§ **Required action**: Every line of the data should be retyped with no difference from the original.

Stored data entries:
Start of Block

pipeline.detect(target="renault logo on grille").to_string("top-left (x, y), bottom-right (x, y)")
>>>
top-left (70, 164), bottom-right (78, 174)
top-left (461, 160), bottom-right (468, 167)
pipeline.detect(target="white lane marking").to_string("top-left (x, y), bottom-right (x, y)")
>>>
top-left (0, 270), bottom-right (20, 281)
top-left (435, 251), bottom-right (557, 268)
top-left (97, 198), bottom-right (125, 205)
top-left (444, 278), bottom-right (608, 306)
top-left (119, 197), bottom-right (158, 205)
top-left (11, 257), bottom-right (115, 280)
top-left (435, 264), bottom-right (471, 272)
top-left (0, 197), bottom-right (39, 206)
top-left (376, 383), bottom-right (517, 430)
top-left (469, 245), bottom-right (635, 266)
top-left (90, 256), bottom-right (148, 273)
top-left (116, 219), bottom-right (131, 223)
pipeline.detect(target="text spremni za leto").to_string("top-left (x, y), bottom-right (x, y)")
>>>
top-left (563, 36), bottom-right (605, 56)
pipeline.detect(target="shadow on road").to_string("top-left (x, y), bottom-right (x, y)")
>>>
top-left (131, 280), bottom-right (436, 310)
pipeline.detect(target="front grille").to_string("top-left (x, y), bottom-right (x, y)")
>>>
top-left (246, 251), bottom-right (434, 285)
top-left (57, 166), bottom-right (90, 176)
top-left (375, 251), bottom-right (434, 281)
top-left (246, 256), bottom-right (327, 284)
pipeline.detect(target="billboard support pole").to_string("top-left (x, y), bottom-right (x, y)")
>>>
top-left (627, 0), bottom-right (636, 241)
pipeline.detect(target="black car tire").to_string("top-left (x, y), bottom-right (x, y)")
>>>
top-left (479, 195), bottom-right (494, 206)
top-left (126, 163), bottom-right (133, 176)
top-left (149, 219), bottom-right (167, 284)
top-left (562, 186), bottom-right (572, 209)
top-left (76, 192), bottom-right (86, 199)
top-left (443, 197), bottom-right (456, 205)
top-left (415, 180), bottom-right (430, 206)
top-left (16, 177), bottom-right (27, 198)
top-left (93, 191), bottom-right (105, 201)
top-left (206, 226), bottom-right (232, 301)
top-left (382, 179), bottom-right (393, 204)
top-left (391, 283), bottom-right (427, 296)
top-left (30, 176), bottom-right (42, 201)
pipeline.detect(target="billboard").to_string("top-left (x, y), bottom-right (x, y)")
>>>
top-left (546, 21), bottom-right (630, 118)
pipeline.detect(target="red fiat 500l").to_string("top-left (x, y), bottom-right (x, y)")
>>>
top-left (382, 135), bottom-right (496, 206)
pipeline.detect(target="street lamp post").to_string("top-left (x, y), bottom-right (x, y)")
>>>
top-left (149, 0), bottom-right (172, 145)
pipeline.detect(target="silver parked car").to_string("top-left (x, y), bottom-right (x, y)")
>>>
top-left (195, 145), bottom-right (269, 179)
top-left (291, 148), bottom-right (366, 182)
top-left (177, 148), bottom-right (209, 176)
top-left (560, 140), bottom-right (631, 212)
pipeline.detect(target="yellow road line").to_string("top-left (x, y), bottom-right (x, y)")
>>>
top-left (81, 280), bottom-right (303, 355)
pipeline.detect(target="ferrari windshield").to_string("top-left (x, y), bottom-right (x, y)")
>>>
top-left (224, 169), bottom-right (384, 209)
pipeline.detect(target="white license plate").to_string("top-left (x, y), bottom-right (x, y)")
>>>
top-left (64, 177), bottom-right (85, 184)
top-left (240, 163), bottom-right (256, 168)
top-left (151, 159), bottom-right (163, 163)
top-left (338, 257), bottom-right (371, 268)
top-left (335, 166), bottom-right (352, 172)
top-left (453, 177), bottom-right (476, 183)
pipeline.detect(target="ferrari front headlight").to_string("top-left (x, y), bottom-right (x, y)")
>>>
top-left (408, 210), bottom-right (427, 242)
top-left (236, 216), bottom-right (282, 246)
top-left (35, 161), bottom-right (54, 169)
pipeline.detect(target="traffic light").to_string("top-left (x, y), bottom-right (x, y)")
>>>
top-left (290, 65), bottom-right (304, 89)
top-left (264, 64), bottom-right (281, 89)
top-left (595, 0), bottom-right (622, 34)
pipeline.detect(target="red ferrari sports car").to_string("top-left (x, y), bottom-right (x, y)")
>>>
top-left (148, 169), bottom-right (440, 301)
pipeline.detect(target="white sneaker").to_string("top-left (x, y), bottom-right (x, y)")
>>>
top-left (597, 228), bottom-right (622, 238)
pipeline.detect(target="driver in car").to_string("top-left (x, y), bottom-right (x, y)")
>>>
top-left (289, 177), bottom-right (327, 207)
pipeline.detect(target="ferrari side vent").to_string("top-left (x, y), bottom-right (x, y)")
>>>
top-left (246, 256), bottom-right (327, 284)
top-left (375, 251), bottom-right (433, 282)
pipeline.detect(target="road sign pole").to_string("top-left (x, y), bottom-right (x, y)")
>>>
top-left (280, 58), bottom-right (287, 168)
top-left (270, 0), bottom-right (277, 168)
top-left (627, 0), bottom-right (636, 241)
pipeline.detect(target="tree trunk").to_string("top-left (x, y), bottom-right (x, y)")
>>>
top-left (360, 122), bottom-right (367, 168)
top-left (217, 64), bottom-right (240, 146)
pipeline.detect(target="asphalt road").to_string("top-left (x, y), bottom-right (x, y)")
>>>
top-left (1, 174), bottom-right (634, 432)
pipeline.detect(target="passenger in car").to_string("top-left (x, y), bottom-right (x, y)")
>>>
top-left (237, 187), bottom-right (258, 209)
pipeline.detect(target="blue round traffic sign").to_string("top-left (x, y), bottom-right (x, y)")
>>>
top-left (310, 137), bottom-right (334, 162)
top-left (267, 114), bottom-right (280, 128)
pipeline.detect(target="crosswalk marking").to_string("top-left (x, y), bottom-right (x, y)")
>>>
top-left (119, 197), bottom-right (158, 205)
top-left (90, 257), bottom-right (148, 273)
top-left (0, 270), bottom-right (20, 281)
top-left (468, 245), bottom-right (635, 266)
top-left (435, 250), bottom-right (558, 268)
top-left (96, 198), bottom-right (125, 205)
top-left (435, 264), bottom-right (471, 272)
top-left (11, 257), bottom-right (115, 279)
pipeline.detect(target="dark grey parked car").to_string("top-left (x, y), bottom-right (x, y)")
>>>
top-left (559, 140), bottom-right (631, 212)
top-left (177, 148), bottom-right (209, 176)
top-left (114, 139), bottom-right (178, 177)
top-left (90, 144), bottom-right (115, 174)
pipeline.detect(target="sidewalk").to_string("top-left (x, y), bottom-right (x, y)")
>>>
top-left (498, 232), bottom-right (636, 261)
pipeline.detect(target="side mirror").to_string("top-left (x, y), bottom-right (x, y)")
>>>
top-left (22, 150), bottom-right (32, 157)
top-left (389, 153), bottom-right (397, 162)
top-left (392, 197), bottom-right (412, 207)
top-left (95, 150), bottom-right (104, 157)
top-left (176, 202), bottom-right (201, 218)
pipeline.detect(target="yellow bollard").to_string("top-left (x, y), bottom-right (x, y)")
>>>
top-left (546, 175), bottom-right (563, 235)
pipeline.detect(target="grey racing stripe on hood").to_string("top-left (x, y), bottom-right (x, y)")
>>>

End of Block

§ **Expected answer**:
pipeline.detect(target="renault logo on grille").to_string("top-left (x, y), bottom-right (x, y)")
>>>
top-left (70, 164), bottom-right (78, 174)
top-left (461, 160), bottom-right (468, 167)
pipeline.detect(target="white lane marking").to_string("top-left (x, y), bottom-right (x, y)")
>>>
top-left (0, 270), bottom-right (20, 281)
top-left (435, 251), bottom-right (557, 268)
top-left (97, 198), bottom-right (125, 205)
top-left (444, 278), bottom-right (608, 306)
top-left (119, 197), bottom-right (158, 205)
top-left (11, 257), bottom-right (115, 280)
top-left (435, 264), bottom-right (471, 272)
top-left (0, 197), bottom-right (39, 206)
top-left (376, 383), bottom-right (517, 430)
top-left (469, 245), bottom-right (635, 266)
top-left (90, 256), bottom-right (148, 273)
top-left (116, 219), bottom-right (131, 223)
pipeline.detect(target="text spremni za leto").to_string("top-left (x, y), bottom-right (x, y)")
>>>
top-left (563, 36), bottom-right (605, 56)
pipeline.detect(target="shadow on road").to_string("top-left (x, y), bottom-right (x, y)")
>>>
top-left (131, 280), bottom-right (436, 310)
pipeline.detect(target="front grille").to_string("top-left (x, y), bottom-right (x, y)")
>>>
top-left (246, 251), bottom-right (434, 285)
top-left (57, 166), bottom-right (90, 176)
top-left (375, 251), bottom-right (434, 281)
top-left (246, 256), bottom-right (327, 284)
pipeline.detect(target="billboard support pole").to_string("top-left (x, y), bottom-right (x, y)")
>>>
top-left (627, 0), bottom-right (636, 241)
pipeline.detect(target="black car tire").to_string("top-left (x, y), bottom-right (x, y)")
>>>
top-left (479, 195), bottom-right (494, 206)
top-left (126, 163), bottom-right (133, 176)
top-left (149, 219), bottom-right (167, 284)
top-left (562, 186), bottom-right (572, 209)
top-left (76, 192), bottom-right (86, 199)
top-left (443, 197), bottom-right (456, 205)
top-left (415, 180), bottom-right (430, 206)
top-left (16, 177), bottom-right (27, 198)
top-left (93, 191), bottom-right (105, 201)
top-left (206, 226), bottom-right (232, 301)
top-left (382, 179), bottom-right (393, 204)
top-left (391, 283), bottom-right (427, 296)
top-left (30, 176), bottom-right (42, 201)
pipeline.detect(target="billboard").to_string("top-left (x, y), bottom-right (x, y)")
>>>
top-left (546, 21), bottom-right (630, 118)
pipeline.detect(target="red fiat 500l").to_string("top-left (x, y), bottom-right (x, y)")
>>>
top-left (382, 135), bottom-right (496, 206)
pipeline.detect(target="street lamp post").to_string("top-left (x, y), bottom-right (x, y)")
>>>
top-left (149, 0), bottom-right (172, 145)
pipeline.detect(target="silver parked car").to_string("top-left (x, y), bottom-right (x, y)")
>>>
top-left (195, 145), bottom-right (269, 179)
top-left (291, 148), bottom-right (366, 182)
top-left (177, 148), bottom-right (209, 176)
top-left (560, 140), bottom-right (631, 212)
pipeline.detect(target="yellow road line").to_string("top-left (x, y), bottom-right (x, y)")
>>>
top-left (81, 280), bottom-right (303, 355)
pipeline.detect(target="ferrari windshield").to_string("top-left (x, y), bottom-right (x, y)")
>>>
top-left (224, 169), bottom-right (384, 209)
pipeline.detect(target="white license plate").to_string("top-left (x, y), bottom-right (x, y)")
>>>
top-left (64, 177), bottom-right (85, 184)
top-left (240, 163), bottom-right (256, 168)
top-left (151, 159), bottom-right (163, 163)
top-left (338, 257), bottom-right (371, 268)
top-left (335, 166), bottom-right (352, 172)
top-left (453, 177), bottom-right (476, 183)
pipeline.detect(target="ferrari front headlight").to_string("top-left (x, y), bottom-right (x, y)")
>>>
top-left (408, 210), bottom-right (427, 242)
top-left (236, 216), bottom-right (282, 246)
top-left (35, 161), bottom-right (54, 169)
pipeline.detect(target="traffic light").to_string("top-left (x, y), bottom-right (x, y)")
>>>
top-left (290, 65), bottom-right (304, 89)
top-left (264, 64), bottom-right (281, 89)
top-left (595, 0), bottom-right (622, 34)
pipeline.detect(target="red ferrari sports car").to_string("top-left (x, y), bottom-right (x, y)")
>>>
top-left (148, 169), bottom-right (440, 301)
pipeline.detect(target="white sneaker").to_string("top-left (x, y), bottom-right (x, y)")
>>>
top-left (597, 228), bottom-right (622, 238)
pipeline.detect(target="driver in car").to_string("top-left (x, y), bottom-right (x, y)")
>>>
top-left (289, 177), bottom-right (327, 207)
pipeline.detect(target="ferrari side vent").to_string("top-left (x, y), bottom-right (x, y)")
>>>
top-left (246, 256), bottom-right (327, 284)
top-left (375, 251), bottom-right (433, 282)
pipeline.detect(target="road sign pole").to_string("top-left (x, y), bottom-right (x, y)")
>>>
top-left (280, 58), bottom-right (287, 168)
top-left (270, 0), bottom-right (277, 168)
top-left (627, 0), bottom-right (636, 241)
pipeline.detect(target="tree trunk").to_string("top-left (x, y), bottom-right (x, y)")
>>>
top-left (360, 122), bottom-right (367, 168)
top-left (217, 64), bottom-right (240, 146)
pipeline.detect(target="asphalt road").to_string("top-left (x, y), bottom-right (x, y)")
>>>
top-left (1, 174), bottom-right (634, 432)
pipeline.detect(target="passenger in car").to_string("top-left (x, y), bottom-right (x, y)")
>>>
top-left (237, 187), bottom-right (258, 209)
pipeline.detect(target="blue round traffic sign").to_string("top-left (x, y), bottom-right (x, y)")
>>>
top-left (310, 137), bottom-right (334, 162)
top-left (267, 114), bottom-right (280, 128)
pipeline.detect(target="crosswalk marking").to_string("top-left (x, y), bottom-right (x, y)")
>>>
top-left (119, 197), bottom-right (158, 205)
top-left (90, 257), bottom-right (148, 273)
top-left (0, 270), bottom-right (20, 281)
top-left (468, 245), bottom-right (635, 266)
top-left (435, 250), bottom-right (558, 268)
top-left (96, 198), bottom-right (125, 205)
top-left (435, 264), bottom-right (471, 272)
top-left (11, 257), bottom-right (115, 279)
pipeline.detect(target="dark grey parked car").to_string("top-left (x, y), bottom-right (x, y)")
>>>
top-left (559, 140), bottom-right (631, 212)
top-left (177, 148), bottom-right (209, 176)
top-left (114, 139), bottom-right (178, 177)
top-left (90, 144), bottom-right (115, 174)
pipeline.detect(target="sidewalk").to_string("top-left (x, y), bottom-right (x, y)")
>>>
top-left (498, 232), bottom-right (636, 261)
pipeline.detect(target="side mirror").to_string("top-left (x, y), bottom-right (x, y)")
>>>
top-left (22, 150), bottom-right (32, 157)
top-left (389, 153), bottom-right (397, 162)
top-left (392, 197), bottom-right (412, 207)
top-left (95, 150), bottom-right (104, 157)
top-left (176, 202), bottom-right (201, 218)
pipeline.detect(target="yellow bollard").to_string("top-left (x, y), bottom-right (x, y)")
>>>
top-left (546, 175), bottom-right (563, 235)
pipeline.detect(target="grey racing stripe on hood").to_string("top-left (x, y), bottom-right (x, y)")
>>>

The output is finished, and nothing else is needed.